● WHAT IS REQUIRED
Leave out the pictures and repeat everything else in the records exactly.

● GIVEN INFORMATION
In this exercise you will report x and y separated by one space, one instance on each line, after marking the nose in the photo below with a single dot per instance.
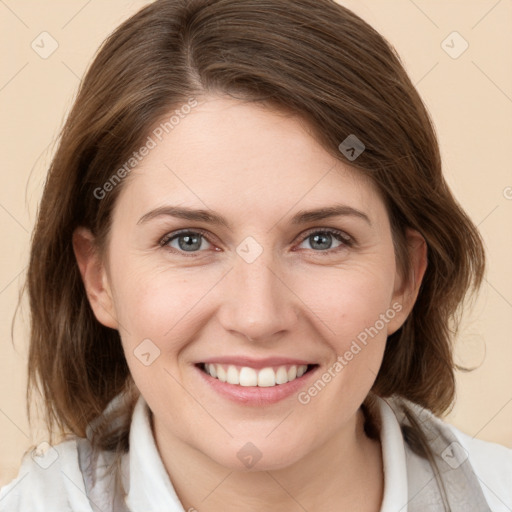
257 301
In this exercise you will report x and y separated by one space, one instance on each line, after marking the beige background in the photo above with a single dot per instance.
470 98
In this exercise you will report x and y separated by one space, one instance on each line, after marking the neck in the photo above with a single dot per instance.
345 473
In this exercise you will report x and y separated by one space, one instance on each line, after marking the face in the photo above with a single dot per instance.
287 311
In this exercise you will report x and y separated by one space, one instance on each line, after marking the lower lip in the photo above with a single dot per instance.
254 395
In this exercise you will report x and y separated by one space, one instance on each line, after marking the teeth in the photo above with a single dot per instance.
246 376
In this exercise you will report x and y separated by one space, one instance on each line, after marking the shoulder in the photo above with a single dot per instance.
492 464
49 478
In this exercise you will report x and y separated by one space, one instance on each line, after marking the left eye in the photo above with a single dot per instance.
322 240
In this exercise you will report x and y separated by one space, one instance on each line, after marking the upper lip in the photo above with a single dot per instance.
256 363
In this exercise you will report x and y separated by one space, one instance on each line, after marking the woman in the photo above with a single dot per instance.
243 299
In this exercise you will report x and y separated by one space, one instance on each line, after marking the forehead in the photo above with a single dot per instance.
237 155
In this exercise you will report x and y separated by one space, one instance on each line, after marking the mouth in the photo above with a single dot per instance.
247 376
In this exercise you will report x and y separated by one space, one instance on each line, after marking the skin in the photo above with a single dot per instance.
257 168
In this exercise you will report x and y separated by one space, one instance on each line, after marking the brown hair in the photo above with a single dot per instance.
312 58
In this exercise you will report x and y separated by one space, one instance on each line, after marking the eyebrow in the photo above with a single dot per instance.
301 217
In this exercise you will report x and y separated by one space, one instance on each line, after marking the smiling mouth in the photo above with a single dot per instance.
250 377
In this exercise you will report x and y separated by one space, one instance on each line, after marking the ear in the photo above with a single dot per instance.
407 287
94 277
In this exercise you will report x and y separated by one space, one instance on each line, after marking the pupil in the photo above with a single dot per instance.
323 240
189 242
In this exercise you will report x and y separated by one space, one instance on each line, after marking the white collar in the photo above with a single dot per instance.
150 489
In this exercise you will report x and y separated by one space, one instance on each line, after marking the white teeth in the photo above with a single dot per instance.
233 376
246 376
281 375
221 373
301 370
266 378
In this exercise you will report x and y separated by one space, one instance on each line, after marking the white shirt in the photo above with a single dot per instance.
54 482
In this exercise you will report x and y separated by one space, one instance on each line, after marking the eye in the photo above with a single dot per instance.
185 241
322 240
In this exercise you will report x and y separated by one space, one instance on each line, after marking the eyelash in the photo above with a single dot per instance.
347 241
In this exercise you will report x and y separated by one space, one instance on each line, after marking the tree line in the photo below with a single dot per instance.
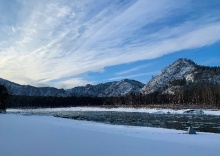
201 95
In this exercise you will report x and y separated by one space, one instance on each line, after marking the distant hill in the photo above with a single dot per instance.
179 73
116 88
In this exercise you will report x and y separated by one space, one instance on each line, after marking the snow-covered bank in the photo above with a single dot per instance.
143 110
47 135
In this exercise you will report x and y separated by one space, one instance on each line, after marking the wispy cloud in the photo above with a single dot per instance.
53 40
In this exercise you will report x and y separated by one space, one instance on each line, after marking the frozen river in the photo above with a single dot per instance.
201 122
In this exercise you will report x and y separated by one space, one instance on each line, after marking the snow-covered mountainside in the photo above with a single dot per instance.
116 88
121 88
27 90
181 69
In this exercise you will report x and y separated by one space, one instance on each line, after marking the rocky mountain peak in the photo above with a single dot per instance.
179 69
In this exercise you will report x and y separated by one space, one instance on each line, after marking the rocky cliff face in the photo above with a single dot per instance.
182 69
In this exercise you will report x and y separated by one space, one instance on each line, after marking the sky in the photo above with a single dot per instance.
68 43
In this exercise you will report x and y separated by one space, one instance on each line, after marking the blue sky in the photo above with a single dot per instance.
67 43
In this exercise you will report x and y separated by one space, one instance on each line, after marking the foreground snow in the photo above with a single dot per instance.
47 135
143 110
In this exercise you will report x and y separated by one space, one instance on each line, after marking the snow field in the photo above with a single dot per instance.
46 135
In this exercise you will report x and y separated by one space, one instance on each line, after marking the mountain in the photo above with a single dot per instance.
182 70
171 78
122 88
116 88
27 90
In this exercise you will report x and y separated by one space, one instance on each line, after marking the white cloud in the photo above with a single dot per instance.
56 39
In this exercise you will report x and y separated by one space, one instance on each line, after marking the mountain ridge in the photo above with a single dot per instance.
181 69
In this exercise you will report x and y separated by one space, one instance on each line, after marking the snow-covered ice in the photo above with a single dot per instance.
143 110
22 135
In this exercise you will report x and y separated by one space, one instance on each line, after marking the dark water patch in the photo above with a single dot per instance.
202 123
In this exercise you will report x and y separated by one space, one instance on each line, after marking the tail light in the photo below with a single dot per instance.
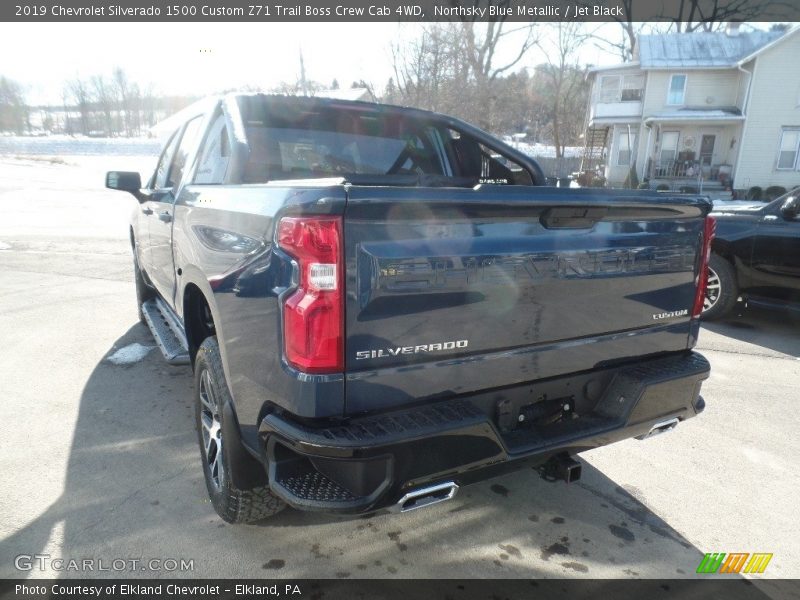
700 293
313 314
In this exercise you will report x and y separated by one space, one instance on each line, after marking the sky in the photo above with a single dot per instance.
205 58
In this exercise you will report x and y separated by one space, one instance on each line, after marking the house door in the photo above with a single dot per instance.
707 149
668 154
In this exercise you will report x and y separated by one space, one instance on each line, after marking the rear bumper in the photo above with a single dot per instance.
367 463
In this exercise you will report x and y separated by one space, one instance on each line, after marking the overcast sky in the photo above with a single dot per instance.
43 55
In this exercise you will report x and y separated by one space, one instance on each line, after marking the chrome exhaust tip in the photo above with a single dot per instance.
426 496
660 427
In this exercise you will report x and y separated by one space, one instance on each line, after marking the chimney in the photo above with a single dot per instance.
733 29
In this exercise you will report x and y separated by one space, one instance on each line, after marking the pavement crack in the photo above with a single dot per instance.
758 354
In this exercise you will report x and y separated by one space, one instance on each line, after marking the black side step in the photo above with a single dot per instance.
167 331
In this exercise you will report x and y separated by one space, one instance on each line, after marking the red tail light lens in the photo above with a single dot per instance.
708 235
313 314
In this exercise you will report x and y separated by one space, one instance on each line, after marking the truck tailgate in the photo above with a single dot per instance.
452 291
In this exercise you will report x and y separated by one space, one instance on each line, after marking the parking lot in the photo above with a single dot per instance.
100 460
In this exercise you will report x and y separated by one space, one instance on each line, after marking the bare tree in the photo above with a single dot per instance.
14 110
123 93
78 92
566 83
422 67
105 98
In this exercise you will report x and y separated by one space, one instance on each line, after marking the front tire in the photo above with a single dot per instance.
232 504
721 289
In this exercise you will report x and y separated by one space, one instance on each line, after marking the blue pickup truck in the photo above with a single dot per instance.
383 304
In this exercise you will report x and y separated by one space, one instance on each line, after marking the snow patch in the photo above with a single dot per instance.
129 354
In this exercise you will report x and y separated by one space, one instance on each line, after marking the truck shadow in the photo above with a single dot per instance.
134 490
772 329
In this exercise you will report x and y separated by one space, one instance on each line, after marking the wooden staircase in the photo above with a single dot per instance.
594 146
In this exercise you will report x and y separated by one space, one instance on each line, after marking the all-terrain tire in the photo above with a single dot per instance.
143 291
232 504
722 291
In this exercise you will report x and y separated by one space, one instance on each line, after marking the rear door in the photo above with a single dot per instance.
776 256
161 205
451 291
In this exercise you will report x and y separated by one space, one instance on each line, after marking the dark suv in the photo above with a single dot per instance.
756 256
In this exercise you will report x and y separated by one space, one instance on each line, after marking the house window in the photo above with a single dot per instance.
616 88
632 88
787 155
609 88
625 145
677 90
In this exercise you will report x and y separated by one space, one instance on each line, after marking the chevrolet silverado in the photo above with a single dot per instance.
382 304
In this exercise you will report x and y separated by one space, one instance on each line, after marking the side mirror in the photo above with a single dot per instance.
124 181
790 208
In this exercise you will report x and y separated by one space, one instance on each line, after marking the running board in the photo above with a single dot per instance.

● WRITTEN ANSWER
In this exercise you will report x and y separated by one space, one instance on each line, after marking the nose in the photo below with a single dot per instance.
257 301
In this exercise you will report x and y separated by one space, one instance on each line, after marking the beige background in the photo above with a single dot per instance.
470 98
In this exercise you will report x and y separated by one space, one instance on each line, after marking the neck in the photo above with a single dot per instance.
345 473
In this exercise you will report x and y separated by one space, one instance on each line, after marking the face in the photo above with a single dot per instance.
287 311
In this exercise you will report x and y separated by one space, one instance on each line, after marking the lower lip in the photo above with a single dot per instance.
254 395
In this exercise you will report x and y separated by one space, one instance on each line, after marking the teeth in the photo above with a single dot per instance.
246 376
In this exercise you will report x and y separated by one space, one instance on each line, after marking the shoulder in the photo above with a single dot per instance.
492 464
49 478
In this exercise you will report x and y separated by one space, one instance on each line, after marking the left eye in the photo above with a single dot per instance.
322 240
In this exercise you will report x and y separated by one space, one instance on each line, after marking the upper lip in the photo above with a single dot per instance.
256 363
In this exercise you will report x and y separated by one space, one instance on each line, after marking the woman in the photo above with a single dot per instance.
243 299
In this exercise you will report x and y separated by one space, one instance on each line, after marking the forehead in the photo above with a single dot per instance.
237 155
In this exercise you will report x and y separated by one space, one instance on each line, after marking the mouth in the photo above with a single dot per instance.
247 376
In this exercise you will report x and y separated by one space, one instance on each line, after marking the skin in the photo above with a single dot per instance.
257 168
In this exercise you will report x and y separated by one space, one instance on each line, after marking the brown hair in the photo above with a single dot per instance.
312 58
In this exercise you will report x and y separated by one space, one instance on each line, after marking the eyebrow in the photo above with a single dot per instance.
301 217
In this exercise you will report x and y separated by one space, one instance on each line, after marking the smiling mouth in the photo above with a single dot per instance.
250 377
In this exercise you will report x and y separated by one space, one instance on each line, after marking the ear in the photo above with a single dot per instance.
407 287
94 277
In this exercise you will report x and y separated by one space, one instance on each line, after marking the pupil in the photo above with a single dot per instance.
323 240
189 242
In this exercise you will report x and y separated by one space, one instance on each line, after marking the white collar in the photo above with a single dot per instance.
150 489
In this exercise you will report x and y separated by one space, one instance on each line, after marking the white teeth in the photo above with a single dot per instance.
233 376
246 376
281 375
221 373
301 370
266 378
In this exercise you will report x and y separated by one space, one instance on each line, after marking the white shirt in the photo above with a single dot per instance.
54 482
In this exercise you will report x and y separated by one space, one instance on each line, after marking the eye in the photo above with a single dot per instance.
185 241
322 240
In this exercise you will report x and y separated by one space, one instance on each line, after marking the eyelash in the photo above with a single dot per instance.
347 241
In this exercise you will report x and y separated by one space, one instance on each line, after marking the tree line in the photo below with a single dot per instance.
201 95
In this exercise you will report x and y separated by one space, one instance on each line, after marking the distant hill in the photo above with a single dot per instance.
179 73
116 88
In this exercise you will report x and y separated by one space, one instance on each line, after marking the snow-covered bank in the photo above with a single dot per instance.
143 110
47 135
In this exercise you will report x and y separated by one space, one instance on each line, after marking the wispy cloud in the photo above with a single dot per instance.
53 40
In this exercise you will report x and y separated by one space, one instance on each line, after marking the frozen river in the photo above with a single dot per instance.
201 122
In this exercise you will report x and y separated by one space, one instance on each line, after marking the snow-covered mountainside in the photo above with a single dot per instance.
116 88
121 88
27 90
181 69
In this exercise you will report x and y separated by one space, one instance on each line, after marking the rocky mountain peak in the photo above with a single dot per instance.
179 69
In this exercise you will report x and y separated by one space, one instance on each line, after marking the rocky cliff face in the photo above with a single dot per instance.
182 69
In this exercise you will report x and y separated by one space, one instance on each line, after marking the sky in the photo above with a single dot per instance.
68 43
In this exercise you will report x and y separated by one space, one instance on each line, after marking the blue sky in the photo above with a single dot per instance.
67 43
In this exercise you will report x and y separated by one space, one instance on each line, after marking the foreground snow in the photo above with a single dot per instance.
47 135
143 110
In this exercise you will report x and y separated by one space, one instance on each line, after marking the snow field in the photo above with a single dot per instance.
46 135
In this exercise you will report x and y separated by one space, one instance on each line, after marking the mountain in the photo above with a single dot per instance.
182 70
171 78
122 88
116 88
27 90
In this exercise you will report x and y separated by one space, one instance on each line, after marking the white cloud in the photo above with a single dot per instance.
56 39
In this exercise you will report x and y separated by one space, one instance on each line, after marking the mountain ridge in the photo above with a single dot per instance.
181 69
In this exercise you will report x and y separated by one space, one instance on each line, after marking the snow-covered ice in the photo above with a single dot per instance.
143 110
22 135
In this exercise you will report x and y separated by one space, one instance on each line, after marking the dark water patch in the photo above with a single dot per instance.
202 123
In this exercise you will report x and y separated by one space, one instance on each line, after marking the tail light in the photo below with a single dot per instance.
700 293
313 314
In this exercise you will report x and y separated by one space, one instance on each line, after marking the sky in the photo above with a single dot per instance.
205 58
In this exercise you will report x and y separated by one space, one instance on each line, after marking the house door in the photo above with a single dot per instance.
707 149
668 154
In this exercise you will report x and y separated by one space, one instance on each line, after marking the rear bumper in the photo above with a single dot per instance.
367 463
In this exercise you will report x and y separated by one space, one instance on each line, after marking the overcast sky in the photo above with a single dot per instance.
43 55
In this exercise you will report x and y separated by one space, one instance on each line, after marking the chrome exhaust tip in the photo above with a single dot per instance.
426 496
660 427
In this exercise you will report x and y separated by one space, one instance on each line, after marking the chimney in the photo above with a single dot per instance.
733 29
In this exercise you will report x and y separated by one space, one instance on each line, after marking the pavement crack in the photo above with a single dot per instance.
758 354
In this exercise you will report x and y separated by one space, one instance on each line, after marking the black side step in the photo above with a single dot per instance.
167 331
In this exercise you will report x and y separated by one space, one instance on each line, after marking the red tail light lens in the photo above with a single dot per instance.
708 235
313 314
In this exercise you will report x and y separated by one space, one instance on each line, after marking the truck tailgate in the photo above with a single dot per instance.
452 291
In this exercise you will report x and y separated by one space, one instance on each line, after marking the parking lot in the photo above with a single dot per instance.
100 460
In this exercise you will report x and y separated by one space, one instance on each line, after marking the bare tree in the photo above with a single dot per instance.
14 110
123 93
78 92
566 83
422 67
105 98
In this exercise you will report x and y separated by one space, one instance on each line, after marking the front tire in the photo above with a single dot per instance.
232 504
721 289
In this exercise you will report x and y separated by one space, one instance on each line, after marking the blue pickup truck in the photo above with a single dot per instance.
383 304
In this exercise you will report x and y separated by one space, one instance on each line, after marking the snow patch in the photo above with a single dot per instance.
129 354
In this exercise you will report x and y separated by one space, one instance on each line, after marking the truck shadow in the photo above with a single dot per instance.
134 490
772 329
In this exercise you will report x and y separated by one space, one instance on each line, after marking the wooden staircase in the photo above with a single dot per instance.
594 146
In this exercise you will report x and y separated by one space, one instance on each line, after marking the all-terrain tire in the photo above with a single dot per instance.
143 291
232 504
722 291
In this exercise you will report x and y separated by one space, one instance on each line, after marking the rear door in the photo above with a single dot per instance.
776 256
161 205
451 291
In this exercise you will report x and y separated by one space, one instance on each line, after marking the dark suv in the photo above with a single dot per instance.
756 256
In this exercise you will report x and y separated by one space, one instance on each line, after marking the house window in the photo above with a single dot per instance.
616 88
632 88
787 155
609 88
625 145
677 90
In this exercise you will report x and y separated by one space, one instance on each line, after marking the chevrolet silverado in the photo above with a single dot per instance.
382 304
In this exercise you will report x and y separated by one space, one instance on each line, after marking the side mirror in the photo above with a single dot per instance.
124 181
790 208
In this exercise you will report x and y separated by one space, one instance on each line, after marking the running board in the photo above with a single dot per instance.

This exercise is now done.